Point annotation dataset records:
☆ ☆ ☆ ☆
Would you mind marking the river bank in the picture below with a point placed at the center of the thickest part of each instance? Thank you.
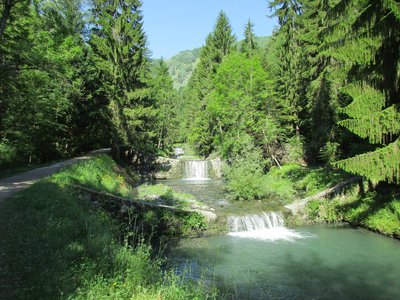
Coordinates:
(54, 245)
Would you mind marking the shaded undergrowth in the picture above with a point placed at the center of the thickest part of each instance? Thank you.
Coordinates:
(377, 210)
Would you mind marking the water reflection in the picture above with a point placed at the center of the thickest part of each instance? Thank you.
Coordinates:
(336, 263)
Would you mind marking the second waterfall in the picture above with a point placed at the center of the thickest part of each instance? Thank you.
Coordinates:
(197, 169)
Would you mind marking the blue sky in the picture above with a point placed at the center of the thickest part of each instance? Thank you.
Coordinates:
(175, 25)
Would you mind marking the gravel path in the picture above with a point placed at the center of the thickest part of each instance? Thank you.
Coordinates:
(11, 185)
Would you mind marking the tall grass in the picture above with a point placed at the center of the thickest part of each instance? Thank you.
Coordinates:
(376, 211)
(55, 246)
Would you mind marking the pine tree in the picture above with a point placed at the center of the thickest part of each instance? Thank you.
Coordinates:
(249, 44)
(165, 97)
(219, 43)
(374, 84)
(119, 43)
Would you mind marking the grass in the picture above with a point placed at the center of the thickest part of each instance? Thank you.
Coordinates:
(99, 173)
(165, 195)
(55, 246)
(8, 172)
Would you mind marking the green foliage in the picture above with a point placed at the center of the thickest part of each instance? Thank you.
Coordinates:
(79, 246)
(100, 173)
(192, 222)
(164, 194)
(247, 181)
(167, 107)
(377, 211)
(8, 154)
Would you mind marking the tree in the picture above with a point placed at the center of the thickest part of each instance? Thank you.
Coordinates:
(165, 97)
(119, 44)
(249, 44)
(374, 85)
(219, 43)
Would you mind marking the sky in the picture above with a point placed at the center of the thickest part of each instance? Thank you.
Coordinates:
(176, 25)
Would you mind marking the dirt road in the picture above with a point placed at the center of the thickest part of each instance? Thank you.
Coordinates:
(11, 185)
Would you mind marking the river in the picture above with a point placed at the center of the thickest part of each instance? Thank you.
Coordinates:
(276, 262)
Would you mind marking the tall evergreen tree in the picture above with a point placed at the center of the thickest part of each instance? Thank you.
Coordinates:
(249, 44)
(374, 85)
(165, 97)
(219, 43)
(119, 43)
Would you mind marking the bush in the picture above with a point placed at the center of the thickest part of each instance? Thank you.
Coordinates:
(8, 154)
(247, 181)
(245, 176)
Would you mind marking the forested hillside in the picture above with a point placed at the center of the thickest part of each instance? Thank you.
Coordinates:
(182, 64)
(72, 80)
(324, 91)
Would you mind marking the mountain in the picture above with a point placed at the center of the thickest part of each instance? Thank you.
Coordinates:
(182, 64)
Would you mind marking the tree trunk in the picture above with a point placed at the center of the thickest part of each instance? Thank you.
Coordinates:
(6, 14)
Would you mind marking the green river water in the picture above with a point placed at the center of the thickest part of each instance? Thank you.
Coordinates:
(308, 262)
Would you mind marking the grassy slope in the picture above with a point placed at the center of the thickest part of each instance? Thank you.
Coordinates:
(379, 212)
(53, 245)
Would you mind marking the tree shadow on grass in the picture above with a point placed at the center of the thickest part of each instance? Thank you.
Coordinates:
(50, 243)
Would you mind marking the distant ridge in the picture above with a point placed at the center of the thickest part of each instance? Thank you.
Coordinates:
(182, 64)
☆ ☆ ☆ ☆
WRITTEN EXERCISE: Give all of the material above as a two-column CSV with the headers request and points, one row per request, with each field in double quotes and its line breaks replaced by spaces. Omit the pictures.

FULL RESPONSE:
request,points
"Would you mind marking the river bank in the picture below with a point placed at the center of the thickest part of each instance? Thank you. Coordinates:","(54, 245)"
"Would you mind marking the shaded undergrowth in the picture above with a point placed at the center of the thickest part of each instance? Thank you. Coordinates:","(377, 210)"
"Would you mind marking the water reflection in the picture above with a point placed at the center of the thickest part of each instance? Thank you. Coordinates:","(336, 263)"
"Would you mind marking the second waterfall in the picture above with a point placed at the center of the thickest part of each instance? Thank you. Coordinates:","(197, 169)"
"Would you mind marking the blue sky in the picture above with a point placed at the center of the thickest part of each instance? Thank you. Coordinates:","(175, 25)"
"Would you mind marking the gravel path in the picture above with a point placed at the center of the thickest part of each instance? Thank you. Coordinates:","(11, 185)"
"Would you mind marking the tall grass in the picture above with a point placed at the center of the thickest part of each instance? Thank you. Coordinates:","(376, 211) (55, 246)"
"Would you mind marking the pine tree in the picture above with a point placed at the center of the thickest part of each instance? Thank you. Coordinates:","(249, 44) (165, 97) (219, 43) (374, 84) (119, 43)"
"Would you mind marking the grass in the picture above with a point placed at the center of the thickest part of each instance? Thank you. Coordinates:","(99, 173) (165, 195) (55, 246) (8, 172)"
"Would you mind marking the green foliage in the picture above with a point placed at the center of the thickest part of each instance? Thank you. Coordinates:","(79, 246) (100, 173) (192, 222) (164, 194) (247, 181) (167, 107) (377, 211) (8, 154)"
"Would you mind marking the tree in the picture above with a point placed at the center of the thickest part of each instance? Thank you. Coordinates:","(165, 97) (119, 44) (249, 44) (374, 85) (219, 43)"
"Would you mind marking the sky in the picture above with a point placed at the center of the thickest part of each instance? Thank you. Coordinates:","(176, 25)"
"Would you mind marking the dirt road in the picture above with a point placed at the center of the thickest part of each instance? Thank you. Coordinates:","(11, 185)"
"Would you mind marking the river in the picture above with a point placed at the center of the thickest part of each instance? Thank you. Coordinates:","(276, 262)"
"Would you mind marking the tall evergreen tree in the picture above with a point placed at the center of the thickest part of each instance? Thank you. Coordinates:","(249, 44) (374, 85) (165, 97) (219, 43) (119, 43)"
"Would you mind marking the bush in the picture above with a point placed at the center of the thickest part of each instance? Thank you. Coordinates:","(8, 154) (247, 181) (245, 176)"
"Would you mind marking the forested hillside in the picture above with a point placed at the center of the thickest part of each instance? Thank you. Coordinates:","(182, 64) (72, 80) (324, 91)"
"Would you mind marking the mountain in the picture above with a point placed at the center of the thickest part of each instance? Thank you. Coordinates:","(182, 64)"
"Would you mind marking the tree trunk in the picture above with a point placed at the center of the thickest part of each instance? Thank you. Coordinates:","(6, 14)"
"Would you mind marking the green river water in the picture above with a point placed at the center of the thickest part of each instance? Thank you. Coordinates:","(308, 262)"
"Would you mind marking the grassy slope in the picture above with a point placed at the center of the thickest part of each instance? Thank you. Coordinates:","(379, 212) (53, 245)"
"Would you mind marking the tree shadow on grass in the picture above with a point placed at the center of the thickest part of each instance? Thank you. Coordinates:","(50, 243)"
"Would you mind marking the distant ridge in the picture above with a point placed at the center of the thickest part of each instance? Thank you. Coordinates:","(182, 64)"